Job :: Write out all entries word for word.

Dataset extract ::
/---

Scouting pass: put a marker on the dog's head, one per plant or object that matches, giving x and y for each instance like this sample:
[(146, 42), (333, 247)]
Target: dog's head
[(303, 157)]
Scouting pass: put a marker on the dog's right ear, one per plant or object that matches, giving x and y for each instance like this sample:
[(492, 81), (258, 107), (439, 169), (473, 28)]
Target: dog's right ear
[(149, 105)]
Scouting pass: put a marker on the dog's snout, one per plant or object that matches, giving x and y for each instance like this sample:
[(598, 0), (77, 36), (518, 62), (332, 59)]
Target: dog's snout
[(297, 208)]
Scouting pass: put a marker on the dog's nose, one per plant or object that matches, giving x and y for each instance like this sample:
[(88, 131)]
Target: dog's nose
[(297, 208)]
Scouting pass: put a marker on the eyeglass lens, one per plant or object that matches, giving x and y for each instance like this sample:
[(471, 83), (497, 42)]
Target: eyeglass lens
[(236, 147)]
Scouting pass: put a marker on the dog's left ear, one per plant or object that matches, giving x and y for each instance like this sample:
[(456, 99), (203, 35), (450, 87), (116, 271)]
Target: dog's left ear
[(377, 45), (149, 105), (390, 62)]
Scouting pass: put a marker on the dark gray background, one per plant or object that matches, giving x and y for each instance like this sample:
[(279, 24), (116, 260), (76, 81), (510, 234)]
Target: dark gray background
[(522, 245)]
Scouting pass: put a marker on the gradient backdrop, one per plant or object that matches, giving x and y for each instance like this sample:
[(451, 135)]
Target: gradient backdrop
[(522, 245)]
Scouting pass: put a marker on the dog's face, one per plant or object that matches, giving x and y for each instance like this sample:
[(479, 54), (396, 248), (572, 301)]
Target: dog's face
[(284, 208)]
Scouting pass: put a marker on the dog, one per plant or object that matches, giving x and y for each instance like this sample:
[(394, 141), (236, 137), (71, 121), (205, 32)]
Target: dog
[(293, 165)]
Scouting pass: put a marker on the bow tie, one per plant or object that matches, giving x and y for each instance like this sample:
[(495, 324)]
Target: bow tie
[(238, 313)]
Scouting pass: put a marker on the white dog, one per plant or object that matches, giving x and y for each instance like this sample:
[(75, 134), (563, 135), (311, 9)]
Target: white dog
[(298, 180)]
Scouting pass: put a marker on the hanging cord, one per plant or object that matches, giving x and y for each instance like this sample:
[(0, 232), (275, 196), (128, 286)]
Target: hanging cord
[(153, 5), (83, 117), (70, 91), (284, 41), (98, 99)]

\---

Output for this exercise ::
Scouting pass: put a marker on the dog's head, one per plant or object that matches, giving x and y for each instance like this sample:
[(146, 42), (333, 247)]
Target: dog's head
[(303, 157)]
Scouting pass: put a marker on the dog's right ear, one per plant or object that matches, giving x and y for each instance like this sample:
[(492, 81), (258, 107), (439, 169), (473, 28)]
Target: dog's right ear
[(149, 105)]
Scouting pass: put a marker on the dog's snout, one per plant or object that matches, giving x and y for each instance like this sample:
[(598, 0), (77, 36), (518, 62), (332, 59)]
Target: dog's snout
[(297, 208)]
Scouting pass: put a marker on the dog's nose, one per plant or object that matches, giving x and y for each instance like this sample:
[(88, 131)]
Target: dog's nose
[(297, 208)]
Scouting pass: put a marker on the eyeglass lens, one per plant or object that matches, giving x and y for each instance like this sample:
[(471, 83), (497, 42)]
Target: eyeglass lens
[(236, 147)]
Scouting pass: put a marker on the dog's left ear, one per plant or object that matches, giving x and y for each instance like this sample:
[(456, 99), (203, 35), (450, 87), (116, 271)]
Target: dog's left ear
[(377, 45), (149, 105), (390, 62)]
Scouting pass: put a marker on the dark gray background, one per plant or object that matches, giving x and y for each instance like this sample:
[(279, 24), (116, 260), (76, 81), (510, 234)]
Target: dark gray background
[(522, 245)]
Scouting pass: put a marker on the gradient backdrop, one per plant or object that matches, giving x and y for each instance like this sample:
[(451, 135)]
Target: gradient backdrop
[(522, 245)]
Scouting pass: put a marker on the dog's face, one per plant or object that matches, giving x and y for each instance like this sample:
[(479, 54), (396, 248), (572, 301)]
Target: dog's face
[(284, 208)]
Scouting pass: put a marker on the dog, one per plant or object that matches, giving x and y for each instance like this sample:
[(394, 141), (236, 137), (71, 121), (205, 32)]
Target: dog
[(293, 165)]
Scouting pass: put a marker on the bow tie, one per plant or object that matches, giving x and y for each instance like this sample:
[(495, 324)]
Target: bow tie
[(238, 313)]
Scouting pass: put a marker on the white dog, one per plant or object that matches, giving x and y for each instance like this sample:
[(75, 134), (563, 135), (311, 9)]
Target: white dog
[(298, 180)]
Scouting pass: put a marker on the hanging cord, one per plant or object that matches, giving x and y for each instance like this sample:
[(0, 232), (275, 196), (128, 286)]
Target: hanging cord
[(153, 5), (83, 117), (70, 91), (284, 41), (98, 99)]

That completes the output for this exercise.